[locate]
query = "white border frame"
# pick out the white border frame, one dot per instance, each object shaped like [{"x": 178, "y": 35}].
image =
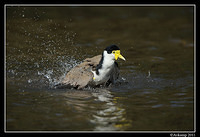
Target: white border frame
[{"x": 100, "y": 5}]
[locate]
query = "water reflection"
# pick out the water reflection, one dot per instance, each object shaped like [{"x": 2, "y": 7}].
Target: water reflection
[{"x": 107, "y": 113}]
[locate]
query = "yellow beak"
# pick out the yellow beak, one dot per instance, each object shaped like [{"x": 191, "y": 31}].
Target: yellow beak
[{"x": 117, "y": 54}]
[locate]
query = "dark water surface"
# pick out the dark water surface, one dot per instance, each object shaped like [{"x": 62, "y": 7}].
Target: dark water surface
[{"x": 156, "y": 88}]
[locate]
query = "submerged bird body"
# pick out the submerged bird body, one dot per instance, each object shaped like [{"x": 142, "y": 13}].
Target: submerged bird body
[{"x": 98, "y": 70}]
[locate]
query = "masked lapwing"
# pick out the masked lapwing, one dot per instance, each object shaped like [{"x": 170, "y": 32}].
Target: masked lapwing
[{"x": 98, "y": 70}]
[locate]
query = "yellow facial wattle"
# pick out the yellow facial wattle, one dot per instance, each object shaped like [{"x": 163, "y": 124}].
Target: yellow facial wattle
[{"x": 117, "y": 54}]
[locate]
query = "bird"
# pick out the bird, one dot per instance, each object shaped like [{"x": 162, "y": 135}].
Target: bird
[{"x": 93, "y": 72}]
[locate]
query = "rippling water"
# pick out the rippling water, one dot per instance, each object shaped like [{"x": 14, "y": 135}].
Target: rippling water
[{"x": 155, "y": 91}]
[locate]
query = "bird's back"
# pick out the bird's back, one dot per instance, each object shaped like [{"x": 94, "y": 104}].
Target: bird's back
[{"x": 81, "y": 75}]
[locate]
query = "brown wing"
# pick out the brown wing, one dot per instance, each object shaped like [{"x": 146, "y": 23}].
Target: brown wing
[{"x": 81, "y": 75}]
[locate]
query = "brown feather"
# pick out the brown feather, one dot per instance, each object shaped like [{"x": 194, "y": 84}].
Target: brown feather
[{"x": 81, "y": 75}]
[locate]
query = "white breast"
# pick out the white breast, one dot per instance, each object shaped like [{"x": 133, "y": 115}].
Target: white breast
[{"x": 106, "y": 69}]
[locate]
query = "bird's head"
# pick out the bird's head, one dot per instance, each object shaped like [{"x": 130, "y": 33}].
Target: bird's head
[{"x": 113, "y": 52}]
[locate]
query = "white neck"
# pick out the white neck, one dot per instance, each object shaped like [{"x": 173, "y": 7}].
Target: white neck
[{"x": 106, "y": 68}]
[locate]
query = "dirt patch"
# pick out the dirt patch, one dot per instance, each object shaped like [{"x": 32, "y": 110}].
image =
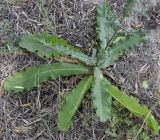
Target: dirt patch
[{"x": 32, "y": 115}]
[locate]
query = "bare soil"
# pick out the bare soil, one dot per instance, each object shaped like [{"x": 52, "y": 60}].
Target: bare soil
[{"x": 32, "y": 115}]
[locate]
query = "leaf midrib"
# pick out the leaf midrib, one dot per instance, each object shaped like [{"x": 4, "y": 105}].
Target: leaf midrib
[
  {"x": 83, "y": 90},
  {"x": 52, "y": 71}
]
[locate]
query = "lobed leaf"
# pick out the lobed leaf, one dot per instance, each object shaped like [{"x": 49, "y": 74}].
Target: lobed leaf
[
  {"x": 122, "y": 45},
  {"x": 102, "y": 100},
  {"x": 128, "y": 7},
  {"x": 132, "y": 105},
  {"x": 73, "y": 101},
  {"x": 49, "y": 46},
  {"x": 33, "y": 76},
  {"x": 106, "y": 24}
]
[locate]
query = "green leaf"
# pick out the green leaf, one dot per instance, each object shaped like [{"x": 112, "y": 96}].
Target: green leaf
[
  {"x": 128, "y": 7},
  {"x": 49, "y": 46},
  {"x": 106, "y": 24},
  {"x": 132, "y": 105},
  {"x": 122, "y": 45},
  {"x": 102, "y": 100},
  {"x": 33, "y": 76},
  {"x": 72, "y": 103}
]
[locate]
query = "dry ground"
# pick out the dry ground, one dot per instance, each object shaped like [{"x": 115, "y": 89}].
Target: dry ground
[{"x": 73, "y": 20}]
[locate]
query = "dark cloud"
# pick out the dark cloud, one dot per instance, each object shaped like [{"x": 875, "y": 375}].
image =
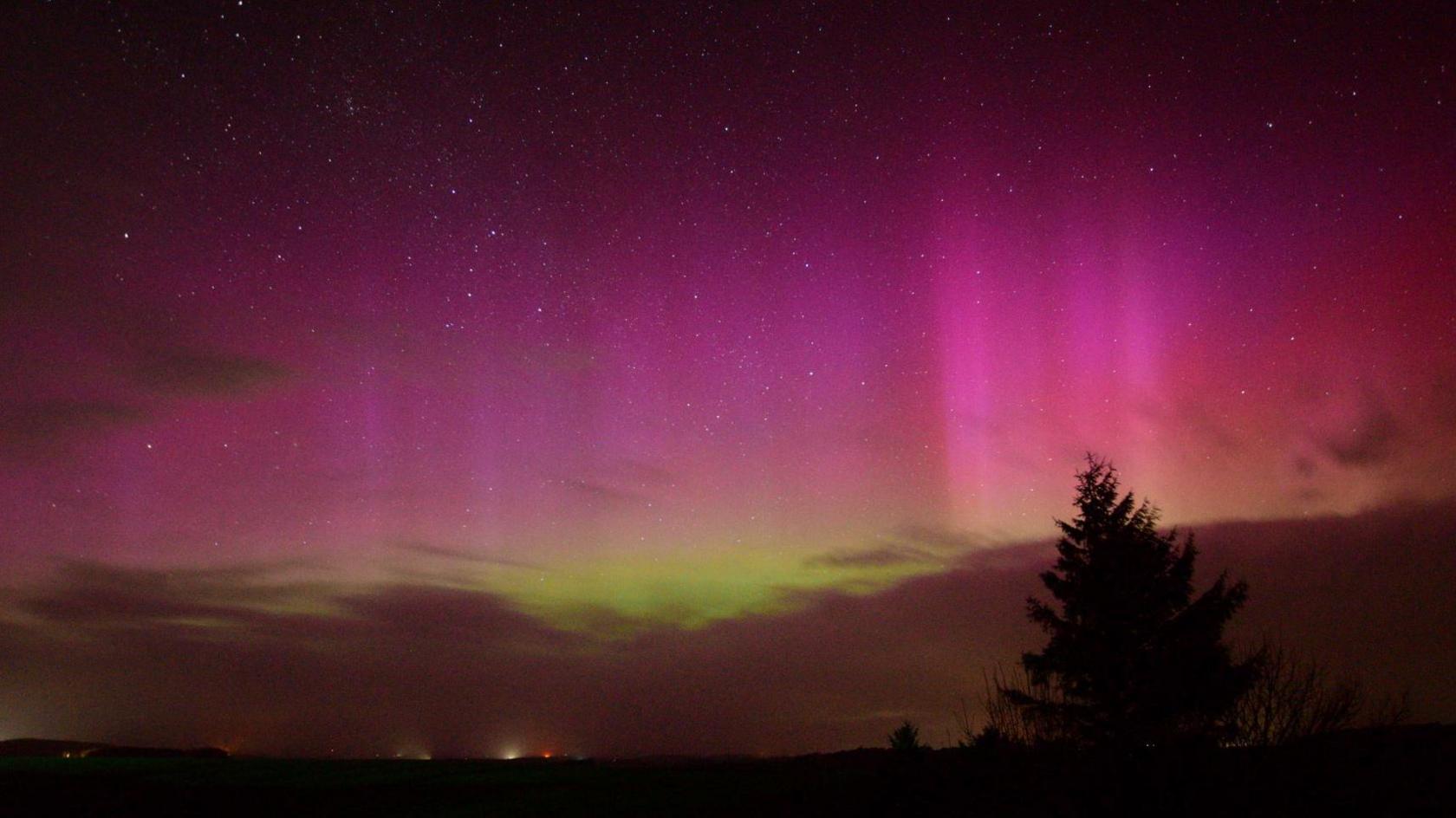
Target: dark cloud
[
  {"x": 605, "y": 492},
  {"x": 450, "y": 670},
  {"x": 877, "y": 556},
  {"x": 939, "y": 539},
  {"x": 44, "y": 426},
  {"x": 197, "y": 372},
  {"x": 1374, "y": 440},
  {"x": 445, "y": 552}
]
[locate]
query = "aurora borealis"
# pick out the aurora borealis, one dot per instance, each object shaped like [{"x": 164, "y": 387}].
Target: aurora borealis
[{"x": 692, "y": 379}]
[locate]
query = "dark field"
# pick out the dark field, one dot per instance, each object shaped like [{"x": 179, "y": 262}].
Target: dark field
[{"x": 1365, "y": 773}]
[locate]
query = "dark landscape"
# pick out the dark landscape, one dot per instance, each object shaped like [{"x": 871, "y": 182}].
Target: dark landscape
[{"x": 1398, "y": 772}]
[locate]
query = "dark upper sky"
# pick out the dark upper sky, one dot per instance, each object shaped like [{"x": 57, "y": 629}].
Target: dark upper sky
[{"x": 584, "y": 353}]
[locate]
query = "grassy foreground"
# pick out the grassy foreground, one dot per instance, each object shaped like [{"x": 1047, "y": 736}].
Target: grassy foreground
[{"x": 1368, "y": 773}]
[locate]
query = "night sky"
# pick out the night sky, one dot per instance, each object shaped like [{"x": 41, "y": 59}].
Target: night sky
[{"x": 696, "y": 379}]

STATED EXERCISE
Report every line of the records above that contains the string "bare", matching case exactly.

ANSWER
query = "bare soil"
# pick out the bare soil, one dot per instance, each object shaped like [{"x": 52, "y": 60}].
Target: bare soil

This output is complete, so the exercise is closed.